* **EXERCISE**
Go over each line of the entries below, count those with "Target", and give only the count.

* **DATA FOR THIS TASK**
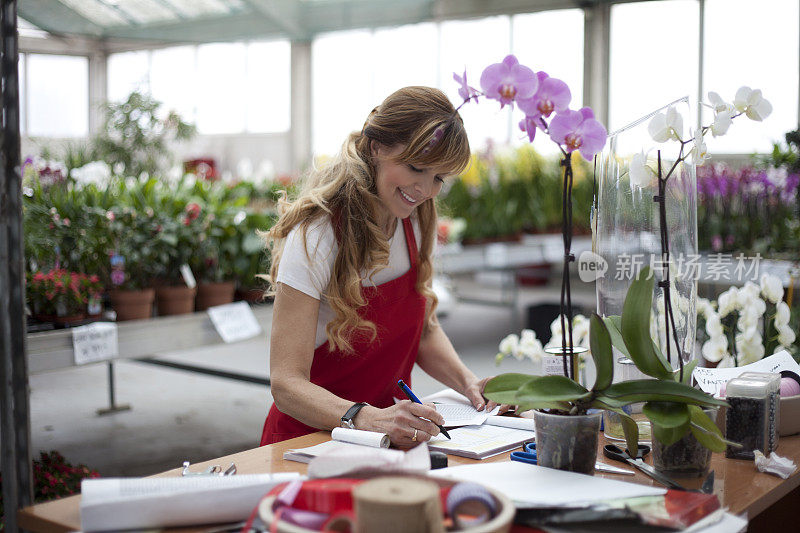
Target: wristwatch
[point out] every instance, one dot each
(347, 419)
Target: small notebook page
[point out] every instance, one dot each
(456, 414)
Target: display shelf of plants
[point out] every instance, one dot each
(107, 226)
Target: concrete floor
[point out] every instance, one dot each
(177, 415)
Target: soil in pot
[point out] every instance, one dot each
(567, 442)
(132, 305)
(211, 294)
(684, 458)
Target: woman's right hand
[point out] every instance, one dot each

* **RESULT BELOW**
6